EXERCISE: Extract the opening line of the entries and every line after it, stopping at and including the line that contains "The even-odd rule governs holes.". Do not include pictures.

++++ PROVIDED ENTRIES

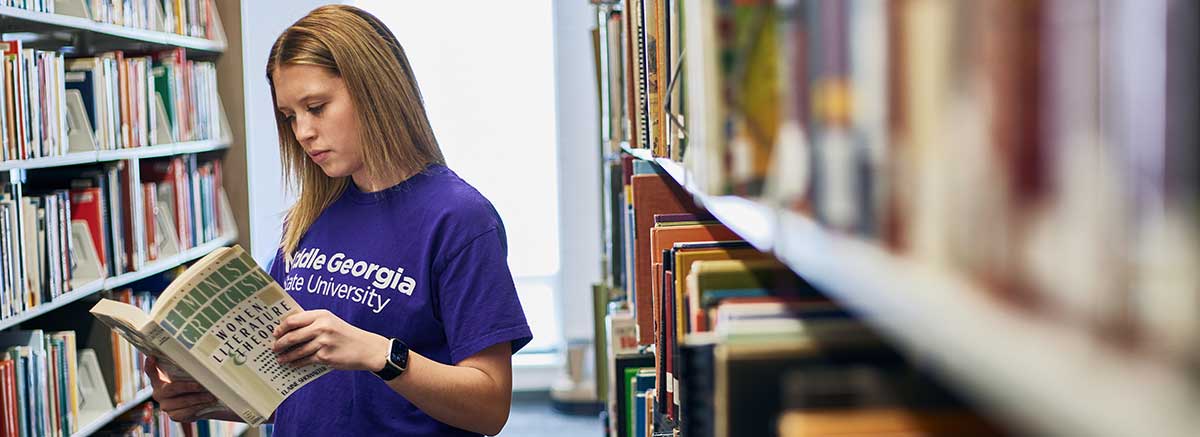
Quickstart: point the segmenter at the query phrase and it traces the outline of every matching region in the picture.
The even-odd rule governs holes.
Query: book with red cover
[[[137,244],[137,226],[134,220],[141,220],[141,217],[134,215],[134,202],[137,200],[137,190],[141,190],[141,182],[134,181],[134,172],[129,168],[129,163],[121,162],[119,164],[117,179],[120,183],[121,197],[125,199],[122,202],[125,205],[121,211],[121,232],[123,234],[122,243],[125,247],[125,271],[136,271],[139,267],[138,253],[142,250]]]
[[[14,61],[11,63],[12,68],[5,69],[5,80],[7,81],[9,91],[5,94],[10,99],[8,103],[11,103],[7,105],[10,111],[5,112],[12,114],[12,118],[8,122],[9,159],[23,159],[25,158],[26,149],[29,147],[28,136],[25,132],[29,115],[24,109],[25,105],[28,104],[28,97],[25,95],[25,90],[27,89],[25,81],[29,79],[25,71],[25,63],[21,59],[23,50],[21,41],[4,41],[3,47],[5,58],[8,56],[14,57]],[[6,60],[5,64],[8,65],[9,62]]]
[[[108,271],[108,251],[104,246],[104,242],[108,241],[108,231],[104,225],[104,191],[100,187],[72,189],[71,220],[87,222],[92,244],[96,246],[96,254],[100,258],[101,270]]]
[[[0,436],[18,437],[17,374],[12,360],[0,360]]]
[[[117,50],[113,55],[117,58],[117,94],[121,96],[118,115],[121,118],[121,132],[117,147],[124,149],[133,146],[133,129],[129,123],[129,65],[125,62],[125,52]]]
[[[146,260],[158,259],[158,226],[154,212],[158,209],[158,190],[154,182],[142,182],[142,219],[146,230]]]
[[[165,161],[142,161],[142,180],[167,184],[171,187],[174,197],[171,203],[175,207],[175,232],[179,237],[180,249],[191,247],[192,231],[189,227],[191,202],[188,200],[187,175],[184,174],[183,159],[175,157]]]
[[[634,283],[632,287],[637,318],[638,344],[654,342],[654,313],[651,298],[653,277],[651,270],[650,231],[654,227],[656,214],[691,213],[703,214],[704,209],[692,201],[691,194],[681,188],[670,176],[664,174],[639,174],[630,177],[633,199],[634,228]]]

++++++++

RESPONSE BOX:
Quickstart: point the segmenter at the query phrase and it traces the outline of every matching region in the picture.
The even-odd rule governs holes.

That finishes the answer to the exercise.